Sunday, March 8, 2009

Three's Company Too

At about this time in our lives Ryan and I were lucky enough to have Cody born as our youngest brother. Cody would end up being probably the best crash test dummy two brothers could ever be given. Within the first couple of days of Cody being home he was sleeping in his crib while Ryan and I played pass with a baseball dangerously close to his crib. Now, I don't exactly recall whose idea it was or who actually threw the ball but I knew it was more than likely on purpose someone threw the ball into Cody's crib hitting him...He never woke up, that's when he found out Cody was exceptionally tough and slept like a tranqued bear during hibernation season in a Swedish made mattress store after three Big Macs.

I got punched in the Balls by a little brat named Cock Knocker
It did not take Cody long to figure out how to hurt people. Cody while still in his walker would go around the house sneaking up on me and Ryan (hard to imagine a kid with a giant plastic bumper car sneaking up on anyone but he did) and pull our hair screaming and refusing to let go. He also had the nasty habit of strolling up to people and punching them square in the balls. I think he just liked to watch people crumble, under his sadistic powers.

Once he got a little older he still continued with his ball punching ways. On one specific occasion my Uncle Reggie was trying to talk to my mom, Cody trying to get his attention by shouting "Uncle, Uncle. Uncle" finally gave up with yelling....he drilled my uncle square in the balls dropping the 6'2'' man to the floor.

> SUPPLIED DATA:
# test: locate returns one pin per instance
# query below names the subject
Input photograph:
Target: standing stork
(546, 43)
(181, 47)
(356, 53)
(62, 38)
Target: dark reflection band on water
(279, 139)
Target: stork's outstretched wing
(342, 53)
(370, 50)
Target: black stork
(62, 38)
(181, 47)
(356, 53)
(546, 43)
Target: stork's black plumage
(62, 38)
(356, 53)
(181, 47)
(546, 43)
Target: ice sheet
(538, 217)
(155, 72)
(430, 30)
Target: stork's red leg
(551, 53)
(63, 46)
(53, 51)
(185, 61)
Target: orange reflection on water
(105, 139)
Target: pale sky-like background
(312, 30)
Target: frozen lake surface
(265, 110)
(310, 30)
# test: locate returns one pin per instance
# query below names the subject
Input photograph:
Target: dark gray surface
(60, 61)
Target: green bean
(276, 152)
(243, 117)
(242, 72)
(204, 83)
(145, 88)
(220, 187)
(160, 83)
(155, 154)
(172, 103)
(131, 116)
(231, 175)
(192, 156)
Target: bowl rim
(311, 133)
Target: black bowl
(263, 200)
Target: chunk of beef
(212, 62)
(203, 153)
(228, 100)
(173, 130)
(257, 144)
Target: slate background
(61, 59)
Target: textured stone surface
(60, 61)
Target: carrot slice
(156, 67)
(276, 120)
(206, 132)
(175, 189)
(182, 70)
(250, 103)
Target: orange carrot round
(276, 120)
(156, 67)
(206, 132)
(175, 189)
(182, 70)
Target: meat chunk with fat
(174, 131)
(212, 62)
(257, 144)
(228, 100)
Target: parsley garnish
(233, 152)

> TASK INSTRUCTIONS:
Reproduce the blog post verbatim from "Once he got" up to and including "to the floor.".

> TASK RESULT:
Once he got a little older he still continued with his ball punching ways. On one specific occasion my Uncle Reggie was trying to talk to my mom, Cody trying to get his attention by shouting "Uncle, Uncle. Uncle" finally gave up with yelling....he drilled my uncle square in the balls dropping the 6'2'' man to the floor.